Afera z respiratorami i maseczkami. Zapytaliśmy, co dalej ze śledztwem
Śledztwo w sprawie zakupu maseczek od instruktora narciarstwa i respiratorów od handlarza bronią zostało przedłużone do maja - ustaliła Wirtualna Polska. Tym samym prokuratura będzie zajmować się bulwersującą sprawą 12 miesięcy. Nieoficjalnie, nie bez znaczenia dla przebiegu postępowania miało być oświadczenie wydane przez wicepremiera Jarosława Kaczyńskiego.
02.03.2021 13:28
- Postępowanie nadal pozostaje w fazie in rem (w sprawie, nie przeciw komuś). Śledztwo zostało przedłużone do maja 2021 r. - informuje Wirtualną Polskę Aleksandra Skrzyniarz, rzecznik warszawskiej prokuratury okręgowej.
Nasz informator: - Postępowanie może jeszcze potrwać i to bardzo długo. Pomimo skali problemu i dziennikarskich śledztw, prokuratura na czele ze Zbigniewem Ziobro dostała wyraźny sygnał od prezesa Jarosława Kaczyńskiego, który publicznie stanął w obronie urzędników resortu zdrowia i oświadczył, że nie było przesłanek wskazujących na nadużycia czy działania korupcyjne w tej sprawie - mówi nam nasze źródło, osoba znająca kulisy sprawy.
W jego opinii, wicepremier wydając oświadczenie wsparł tym samym premiera Mateusza Morawieckiego. - Afera z respiratorami i maseczkami poszła na konto jego rządu. A Łukasz Szumowski i Janusz Cieszyński należeli do jego zaufanych współpracowników - mówi nam nasz informator.

================

▶ _Postawione zadanie a_: Do kiedy według tekstu przedłużono śledztwo?
Tekst i wykaz nie mają ze sobą żadnego związku.

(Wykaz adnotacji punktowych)
================

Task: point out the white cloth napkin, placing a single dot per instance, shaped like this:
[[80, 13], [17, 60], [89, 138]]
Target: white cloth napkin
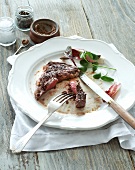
[[47, 138]]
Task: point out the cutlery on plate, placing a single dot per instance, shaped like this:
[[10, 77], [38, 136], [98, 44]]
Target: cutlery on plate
[[113, 104], [54, 104]]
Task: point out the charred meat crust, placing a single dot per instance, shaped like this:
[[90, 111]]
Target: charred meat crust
[[53, 73]]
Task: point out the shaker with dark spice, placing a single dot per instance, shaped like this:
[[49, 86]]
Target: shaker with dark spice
[[24, 17]]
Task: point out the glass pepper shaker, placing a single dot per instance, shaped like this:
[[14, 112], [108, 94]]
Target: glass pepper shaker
[[7, 31], [24, 17]]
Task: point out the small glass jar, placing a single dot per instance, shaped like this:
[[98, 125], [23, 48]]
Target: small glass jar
[[7, 31], [24, 17]]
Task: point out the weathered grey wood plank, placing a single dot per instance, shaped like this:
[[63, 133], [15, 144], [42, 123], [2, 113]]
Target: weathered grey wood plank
[[113, 22], [70, 15]]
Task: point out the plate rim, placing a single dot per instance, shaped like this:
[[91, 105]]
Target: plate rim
[[38, 45]]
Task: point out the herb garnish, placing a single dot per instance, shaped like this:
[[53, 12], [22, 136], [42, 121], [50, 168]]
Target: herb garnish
[[89, 60]]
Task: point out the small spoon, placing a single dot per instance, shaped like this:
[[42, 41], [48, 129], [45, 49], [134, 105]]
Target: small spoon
[[24, 43]]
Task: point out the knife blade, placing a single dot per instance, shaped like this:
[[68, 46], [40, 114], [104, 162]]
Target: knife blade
[[113, 104]]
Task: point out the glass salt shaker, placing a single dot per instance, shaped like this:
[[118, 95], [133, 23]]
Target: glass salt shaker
[[24, 17], [7, 31]]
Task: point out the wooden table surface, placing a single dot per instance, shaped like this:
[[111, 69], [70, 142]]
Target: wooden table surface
[[112, 21]]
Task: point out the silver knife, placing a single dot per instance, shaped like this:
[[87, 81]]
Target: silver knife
[[113, 104]]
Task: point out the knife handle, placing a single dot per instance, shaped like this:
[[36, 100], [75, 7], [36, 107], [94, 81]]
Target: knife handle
[[123, 113]]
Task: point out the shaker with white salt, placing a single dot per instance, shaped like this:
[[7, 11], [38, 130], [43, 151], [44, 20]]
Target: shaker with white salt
[[7, 31]]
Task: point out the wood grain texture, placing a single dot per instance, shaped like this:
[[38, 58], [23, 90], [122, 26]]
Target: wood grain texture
[[112, 21]]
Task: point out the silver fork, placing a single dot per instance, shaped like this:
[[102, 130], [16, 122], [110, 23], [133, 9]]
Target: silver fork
[[53, 105]]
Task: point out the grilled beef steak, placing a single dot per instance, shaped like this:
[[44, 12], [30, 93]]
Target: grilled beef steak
[[80, 99], [53, 73]]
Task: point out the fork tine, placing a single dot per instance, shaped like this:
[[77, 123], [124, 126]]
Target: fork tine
[[64, 99]]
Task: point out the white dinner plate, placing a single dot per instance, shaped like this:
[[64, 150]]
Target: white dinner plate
[[22, 82]]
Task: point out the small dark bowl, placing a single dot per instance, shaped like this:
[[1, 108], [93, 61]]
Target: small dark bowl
[[43, 29]]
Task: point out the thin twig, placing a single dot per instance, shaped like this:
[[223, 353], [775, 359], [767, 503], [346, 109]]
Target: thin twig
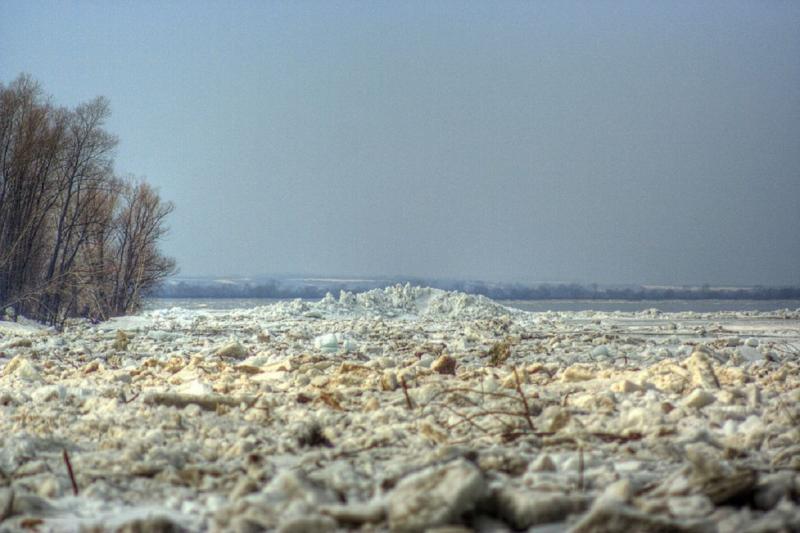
[[71, 473], [527, 413], [405, 393], [129, 400]]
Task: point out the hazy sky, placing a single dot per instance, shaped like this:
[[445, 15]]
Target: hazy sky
[[609, 142]]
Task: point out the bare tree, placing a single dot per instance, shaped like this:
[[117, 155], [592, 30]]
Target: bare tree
[[75, 240], [138, 266]]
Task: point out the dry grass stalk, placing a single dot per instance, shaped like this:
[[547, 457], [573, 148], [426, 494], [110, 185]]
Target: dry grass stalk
[[409, 404], [71, 473]]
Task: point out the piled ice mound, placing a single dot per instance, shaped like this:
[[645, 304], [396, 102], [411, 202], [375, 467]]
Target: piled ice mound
[[405, 301]]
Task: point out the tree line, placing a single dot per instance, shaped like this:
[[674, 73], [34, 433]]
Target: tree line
[[76, 239], [497, 291]]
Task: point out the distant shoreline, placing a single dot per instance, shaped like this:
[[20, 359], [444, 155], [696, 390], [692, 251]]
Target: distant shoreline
[[284, 289]]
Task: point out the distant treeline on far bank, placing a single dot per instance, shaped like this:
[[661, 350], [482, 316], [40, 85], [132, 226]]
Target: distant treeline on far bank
[[317, 288]]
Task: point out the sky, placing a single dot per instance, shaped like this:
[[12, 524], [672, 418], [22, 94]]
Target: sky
[[594, 142]]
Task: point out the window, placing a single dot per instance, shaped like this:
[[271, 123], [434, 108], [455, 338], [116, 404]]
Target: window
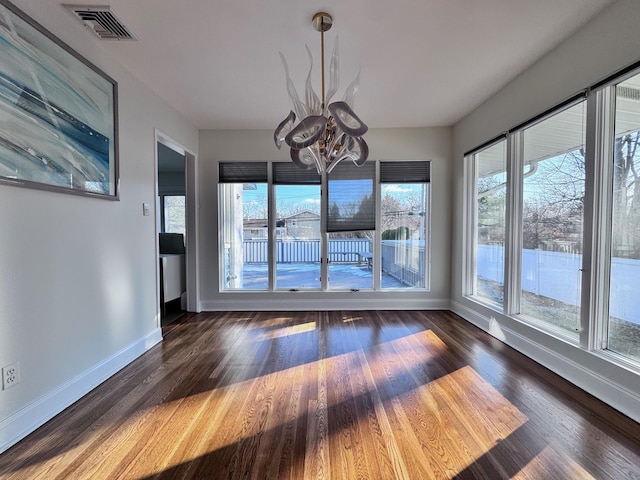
[[404, 219], [490, 180], [297, 198], [553, 188], [623, 325], [350, 225], [173, 214], [278, 231], [548, 213], [244, 226]]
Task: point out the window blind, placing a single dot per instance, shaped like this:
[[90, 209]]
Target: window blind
[[405, 172], [350, 197], [287, 173], [243, 172]]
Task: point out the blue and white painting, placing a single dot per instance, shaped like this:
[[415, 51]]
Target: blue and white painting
[[57, 119]]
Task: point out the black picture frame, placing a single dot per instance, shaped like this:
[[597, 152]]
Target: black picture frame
[[58, 113]]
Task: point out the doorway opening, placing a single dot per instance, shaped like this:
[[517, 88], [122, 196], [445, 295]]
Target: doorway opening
[[175, 230]]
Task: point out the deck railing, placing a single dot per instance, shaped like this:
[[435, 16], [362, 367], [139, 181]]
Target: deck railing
[[402, 260]]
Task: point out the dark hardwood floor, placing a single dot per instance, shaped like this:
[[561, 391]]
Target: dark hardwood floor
[[331, 395]]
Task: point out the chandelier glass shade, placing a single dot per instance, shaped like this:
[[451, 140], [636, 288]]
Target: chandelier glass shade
[[326, 135]]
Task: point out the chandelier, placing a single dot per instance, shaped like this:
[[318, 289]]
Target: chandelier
[[326, 135]]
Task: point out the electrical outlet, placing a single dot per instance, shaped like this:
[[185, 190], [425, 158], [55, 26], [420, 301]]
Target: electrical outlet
[[10, 375]]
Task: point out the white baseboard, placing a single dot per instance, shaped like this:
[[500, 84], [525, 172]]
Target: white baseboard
[[305, 304], [22, 423], [588, 379]]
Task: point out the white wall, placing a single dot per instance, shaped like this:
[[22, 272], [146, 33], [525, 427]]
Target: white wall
[[77, 274], [384, 144], [607, 44]]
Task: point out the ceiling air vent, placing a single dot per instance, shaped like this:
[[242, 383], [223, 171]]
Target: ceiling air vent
[[102, 21]]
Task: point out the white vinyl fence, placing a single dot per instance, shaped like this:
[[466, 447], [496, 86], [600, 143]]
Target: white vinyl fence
[[557, 275]]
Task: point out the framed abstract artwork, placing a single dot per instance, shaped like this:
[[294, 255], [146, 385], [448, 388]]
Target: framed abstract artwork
[[58, 113]]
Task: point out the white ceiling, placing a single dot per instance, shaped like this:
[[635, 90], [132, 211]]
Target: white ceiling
[[423, 63]]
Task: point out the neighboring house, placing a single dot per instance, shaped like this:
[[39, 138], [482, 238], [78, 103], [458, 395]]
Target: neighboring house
[[78, 276]]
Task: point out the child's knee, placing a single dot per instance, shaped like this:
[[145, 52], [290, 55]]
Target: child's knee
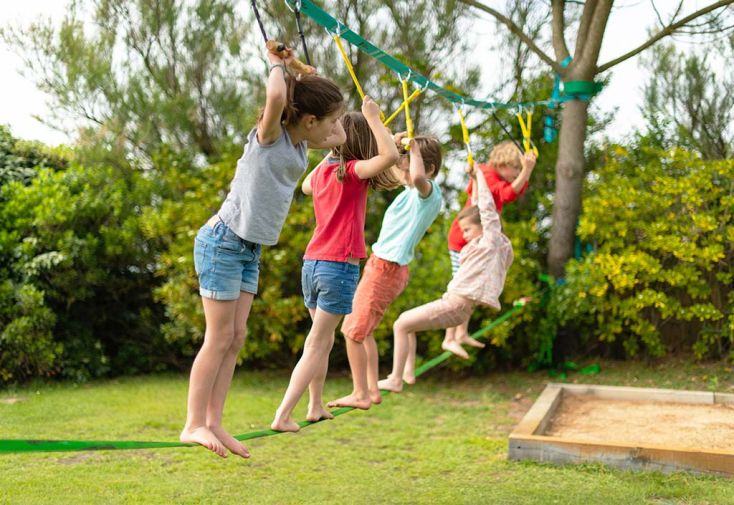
[[319, 343], [221, 343], [238, 340], [401, 323]]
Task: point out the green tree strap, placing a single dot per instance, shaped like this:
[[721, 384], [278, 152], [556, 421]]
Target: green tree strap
[[8, 446], [333, 26]]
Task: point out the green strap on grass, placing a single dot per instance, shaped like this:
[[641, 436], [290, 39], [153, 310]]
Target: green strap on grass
[[8, 446]]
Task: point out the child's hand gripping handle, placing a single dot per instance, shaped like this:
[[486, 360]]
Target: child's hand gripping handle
[[294, 65]]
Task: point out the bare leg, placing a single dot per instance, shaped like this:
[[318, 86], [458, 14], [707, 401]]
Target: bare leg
[[409, 372], [360, 397], [373, 364], [462, 336], [315, 350], [218, 338], [409, 322], [316, 410], [224, 378]]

================

▶ _Postawione zadanie b_: Przepisz proszę dosłownie z wykazu fragment od wiersza zawierającego "Task: point out the fork" do wiersza zawierającego "[[609, 142]]", łącznie z oboma tymi wierszami. Obrazy pomiń w odpowiedzi.

▶ _Wynik a_: Do maja 2021 roku.

▶ _Wynik b_:
Task: point out the fork tine, placing a single dot per instance, shaped like this:
[[77, 123], [124, 126]]
Target: fork tine
[[64, 99]]
Task: point out the white dinner plate, placing a single dot per instance, shaped like this:
[[64, 150]]
Target: white dinner plate
[[22, 82]]
Task: point out the small dark bowl, placing a single dot per instance, shaped like this:
[[1, 108], [93, 61]]
Target: small dark bowl
[[43, 29]]
Task: point out the thin twig, placing a single dot per instance, shaped like this:
[[223, 353], [775, 359], [767, 503], [346, 109]]
Target: thin twig
[[71, 473], [527, 413], [405, 393], [129, 400]]
Task: point out the hazy sky, placing a single dot per instance, shaped like this:
[[445, 15]]
Target: hazy sky
[[609, 142]]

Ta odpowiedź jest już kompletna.